→ READING TEXT:
Start

Recipe Testers Reviews

This recipe is perfect for a quick hearty bouillabaisse for one. I had frozen fish stock and leftover seafood so all I ended up buying were some clams. It required less chopping and ingredient prep than my regular version, but with similar results. I will definitely make this again. I prefer Emeril’s red pepper rouille to the pistou with this meal, but that may just personal preference. Overall a lovely, very easy recipe.

This is a great version of bouillabaisse made simply with a limited list of ingredients. It’s the perfect way to make a dish that’s usually too much bother for just one person. My only suggestion is that there’s quite a bit of liquid and it remained rather “thin” for what I seek in a bouillabaisse. I added a couple of tablespoons of tomato paste from the squeeze tube that I keep in my refrigerator and this did the trick. The fennel flavor was not very discernable and the next time I will either crush the seeds with a mortar and pestle or add fresh sliced fennel. The dish needs quite a bit of seasoning or else it will taste bland. The final result was delicious and just as satisfying as any other bouillabaisse made with a greater number of ingredients. This recipe can easily be increased to accommodate the desired number of servings. I had three people to serve and so I simply tripled all of the ingredients.

End

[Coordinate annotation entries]
Start

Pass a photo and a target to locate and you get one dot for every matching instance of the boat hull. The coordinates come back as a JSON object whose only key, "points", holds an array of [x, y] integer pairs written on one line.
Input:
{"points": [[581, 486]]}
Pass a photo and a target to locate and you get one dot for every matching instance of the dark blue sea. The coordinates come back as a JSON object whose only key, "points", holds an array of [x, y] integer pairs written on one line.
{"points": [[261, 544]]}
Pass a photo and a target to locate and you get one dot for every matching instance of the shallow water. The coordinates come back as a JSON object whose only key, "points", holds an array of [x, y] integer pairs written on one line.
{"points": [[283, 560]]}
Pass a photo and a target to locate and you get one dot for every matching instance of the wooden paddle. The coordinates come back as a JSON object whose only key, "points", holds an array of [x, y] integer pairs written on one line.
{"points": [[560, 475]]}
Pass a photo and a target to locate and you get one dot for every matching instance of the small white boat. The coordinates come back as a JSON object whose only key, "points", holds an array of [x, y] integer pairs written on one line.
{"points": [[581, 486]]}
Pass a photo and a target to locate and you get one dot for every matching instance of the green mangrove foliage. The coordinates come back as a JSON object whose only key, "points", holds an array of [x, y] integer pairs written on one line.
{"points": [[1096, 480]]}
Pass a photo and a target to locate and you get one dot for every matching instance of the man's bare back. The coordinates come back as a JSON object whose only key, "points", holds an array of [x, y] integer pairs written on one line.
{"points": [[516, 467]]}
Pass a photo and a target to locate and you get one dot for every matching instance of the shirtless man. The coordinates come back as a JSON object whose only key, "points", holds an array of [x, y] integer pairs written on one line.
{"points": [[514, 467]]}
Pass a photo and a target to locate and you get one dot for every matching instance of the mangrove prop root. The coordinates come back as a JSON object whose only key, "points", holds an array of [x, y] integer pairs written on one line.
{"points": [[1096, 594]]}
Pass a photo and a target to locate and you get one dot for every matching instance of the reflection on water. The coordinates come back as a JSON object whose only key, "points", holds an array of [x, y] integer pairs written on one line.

End

→ TO BE DONE:
Answer these questions using the bouillabaisse reviews.
(a) What was the only thing the first reviewer ended up buying?
(b) What did the second reviewer add to make the dish less thin?
(c) How many people did the second reviewer serve?
These rows are not needed for the work here.

→ THE ANSWER:
(a) Some clams.
(b) A couple of tablespoons of tomato paste from a squeeze tube.
(c) Three people.